* [Document segment]:

3.2- Alluvial And Fluvial Sediments Flashcards
What is an alluvial fan?
It is a fan or cone shaped deposit of sediment built up a river as it decreases in velocity (often associated with change in slope)
How can alluvial fans form?
- Can form from accumulations of sediment formed by deposition as trunk streams emerge from upland drainage basins into some sort of lowland basin.
- They have long profiles that concave upwards \__
- They have cross profiles that convex upwards (n)
Where are alluvial fans common?
- High relief areas eg. Base of mountain ranges or below fault scarps
- Sparsely vegetated areas with infrequent but violent floods
- Humid areas with intense rainfall
What happens when alluvial fans become inactive?
They become vegetated
What can be used to date alluvial fans?
- Vegetation and sediment
- Can see the uplift of the mountain chain and weathering rate
What are dry fans?
Those in semi-arid climates where flow over fan surface may be regarded as ephemeral
What are wet fans?
Fans subject to perennial flow and where stream flow is an important mechanism of transport and deposition
What is the most important environment of fan deposition?
In fault-bounded sedimentary basins where periodic fault movement enables subsidence and hence preservation of the fan sediments to occur.
Where is an example of merging fan systems?

* [Challenge A]: In the flashcards on alluvial fans, what happens when alluvial fans become inactive?
* [Challenge B]: In the records, swap "pointing benchmark" for "pointing test" from the line with "For the pointing benchmark, tag the shallow" through the end of the records, and reproduce only those lines with nothing else changed.
The text and the records are unrelated to each other.

* [Provided material]:
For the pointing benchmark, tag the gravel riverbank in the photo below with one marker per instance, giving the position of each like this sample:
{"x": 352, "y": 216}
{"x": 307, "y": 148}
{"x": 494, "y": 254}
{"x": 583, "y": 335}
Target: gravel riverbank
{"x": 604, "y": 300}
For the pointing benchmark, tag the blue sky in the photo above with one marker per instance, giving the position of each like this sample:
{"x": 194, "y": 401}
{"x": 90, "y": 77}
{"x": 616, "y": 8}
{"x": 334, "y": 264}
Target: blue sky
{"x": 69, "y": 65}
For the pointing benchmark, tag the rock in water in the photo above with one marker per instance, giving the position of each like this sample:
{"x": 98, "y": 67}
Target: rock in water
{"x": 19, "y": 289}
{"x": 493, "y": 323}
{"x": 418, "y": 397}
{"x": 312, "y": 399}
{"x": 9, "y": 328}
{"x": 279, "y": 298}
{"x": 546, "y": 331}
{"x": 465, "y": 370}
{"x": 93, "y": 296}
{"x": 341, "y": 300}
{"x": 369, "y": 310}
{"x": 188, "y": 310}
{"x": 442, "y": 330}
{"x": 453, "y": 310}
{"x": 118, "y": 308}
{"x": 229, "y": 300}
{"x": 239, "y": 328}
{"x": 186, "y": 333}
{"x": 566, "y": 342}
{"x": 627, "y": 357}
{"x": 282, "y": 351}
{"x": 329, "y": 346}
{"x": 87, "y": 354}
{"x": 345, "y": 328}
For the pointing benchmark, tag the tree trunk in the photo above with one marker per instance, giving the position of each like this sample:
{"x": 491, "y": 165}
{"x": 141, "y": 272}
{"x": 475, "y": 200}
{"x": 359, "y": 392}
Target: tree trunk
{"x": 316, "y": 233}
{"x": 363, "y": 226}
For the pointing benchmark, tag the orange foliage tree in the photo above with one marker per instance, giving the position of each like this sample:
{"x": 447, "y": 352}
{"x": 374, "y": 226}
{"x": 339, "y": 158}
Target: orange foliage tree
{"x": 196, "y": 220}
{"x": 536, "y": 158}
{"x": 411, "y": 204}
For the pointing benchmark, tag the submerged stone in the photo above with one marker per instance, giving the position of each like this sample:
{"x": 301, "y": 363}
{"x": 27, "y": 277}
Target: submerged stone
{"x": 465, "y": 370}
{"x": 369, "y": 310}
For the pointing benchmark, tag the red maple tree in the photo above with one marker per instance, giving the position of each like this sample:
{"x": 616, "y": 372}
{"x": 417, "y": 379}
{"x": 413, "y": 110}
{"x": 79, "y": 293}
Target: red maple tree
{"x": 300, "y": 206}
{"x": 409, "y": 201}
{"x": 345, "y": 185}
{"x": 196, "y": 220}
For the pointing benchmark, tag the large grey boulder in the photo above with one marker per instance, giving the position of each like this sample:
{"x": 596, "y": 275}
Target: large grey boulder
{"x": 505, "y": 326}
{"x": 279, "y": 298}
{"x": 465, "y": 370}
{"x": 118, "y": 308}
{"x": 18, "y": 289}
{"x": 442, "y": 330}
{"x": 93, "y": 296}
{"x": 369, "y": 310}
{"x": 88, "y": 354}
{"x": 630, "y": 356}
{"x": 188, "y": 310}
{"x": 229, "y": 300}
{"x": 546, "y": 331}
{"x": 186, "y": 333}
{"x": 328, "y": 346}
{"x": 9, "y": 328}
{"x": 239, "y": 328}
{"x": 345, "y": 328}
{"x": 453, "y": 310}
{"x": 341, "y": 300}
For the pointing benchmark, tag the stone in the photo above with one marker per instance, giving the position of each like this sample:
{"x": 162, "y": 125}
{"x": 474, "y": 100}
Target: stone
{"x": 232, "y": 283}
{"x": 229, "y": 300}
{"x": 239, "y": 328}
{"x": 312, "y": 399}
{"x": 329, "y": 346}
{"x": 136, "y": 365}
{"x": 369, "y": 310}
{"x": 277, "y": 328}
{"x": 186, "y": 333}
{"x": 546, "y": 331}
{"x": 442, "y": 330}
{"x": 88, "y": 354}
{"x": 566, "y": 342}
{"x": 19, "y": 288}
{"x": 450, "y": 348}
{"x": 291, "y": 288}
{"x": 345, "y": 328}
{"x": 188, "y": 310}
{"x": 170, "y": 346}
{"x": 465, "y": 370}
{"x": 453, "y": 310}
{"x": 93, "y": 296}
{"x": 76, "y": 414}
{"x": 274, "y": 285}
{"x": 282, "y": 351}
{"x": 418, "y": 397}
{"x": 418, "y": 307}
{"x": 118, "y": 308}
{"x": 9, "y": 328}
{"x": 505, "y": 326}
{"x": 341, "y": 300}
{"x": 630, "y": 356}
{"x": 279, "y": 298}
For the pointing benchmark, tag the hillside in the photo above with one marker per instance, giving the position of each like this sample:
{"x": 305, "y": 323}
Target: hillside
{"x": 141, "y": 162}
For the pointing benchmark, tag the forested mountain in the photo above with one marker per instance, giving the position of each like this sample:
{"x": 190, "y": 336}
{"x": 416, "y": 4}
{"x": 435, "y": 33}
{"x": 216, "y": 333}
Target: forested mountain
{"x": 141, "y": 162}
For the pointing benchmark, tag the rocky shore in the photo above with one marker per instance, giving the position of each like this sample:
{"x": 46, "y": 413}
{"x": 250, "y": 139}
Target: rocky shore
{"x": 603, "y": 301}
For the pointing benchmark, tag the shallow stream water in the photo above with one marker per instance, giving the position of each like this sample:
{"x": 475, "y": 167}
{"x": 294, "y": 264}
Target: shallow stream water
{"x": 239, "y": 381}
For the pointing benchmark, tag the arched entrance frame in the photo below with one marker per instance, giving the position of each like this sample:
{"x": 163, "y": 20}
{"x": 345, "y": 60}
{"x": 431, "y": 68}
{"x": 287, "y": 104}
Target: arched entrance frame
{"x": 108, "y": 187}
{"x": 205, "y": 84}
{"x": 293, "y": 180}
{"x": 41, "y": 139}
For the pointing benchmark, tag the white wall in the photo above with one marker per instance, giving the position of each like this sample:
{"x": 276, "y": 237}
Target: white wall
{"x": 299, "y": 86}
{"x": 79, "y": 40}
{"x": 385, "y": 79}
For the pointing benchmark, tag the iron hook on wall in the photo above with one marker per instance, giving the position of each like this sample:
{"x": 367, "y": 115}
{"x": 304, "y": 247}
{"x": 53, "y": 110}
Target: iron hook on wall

* [Reply A]: They become vegetated.

* [Reply B]:
For the pointing test, tag the shallow stream water in the photo above with one marker per instance, giving the position of each like this sample:
{"x": 475, "y": 167}
{"x": 294, "y": 264}
Target: shallow stream water
{"x": 239, "y": 381}
For the pointing test, tag the arched entrance frame in the photo below with one marker per instance, giving the position of each like this sample:
{"x": 163, "y": 20}
{"x": 345, "y": 60}
{"x": 431, "y": 68}
{"x": 287, "y": 104}
Target: arched entrance frame
{"x": 108, "y": 187}
{"x": 205, "y": 84}
{"x": 293, "y": 180}
{"x": 41, "y": 139}
For the pointing test, tag the white wall in the photo above with one marker per instance, giving the position of each like this sample:
{"x": 276, "y": 237}
Target: white wall
{"x": 299, "y": 86}
{"x": 79, "y": 40}
{"x": 385, "y": 79}
For the pointing test, tag the iron hook on wall in the photo above with one marker per instance, giving the position of each like this sample:
{"x": 367, "y": 115}
{"x": 304, "y": 247}
{"x": 53, "y": 110}
Target: iron hook on wall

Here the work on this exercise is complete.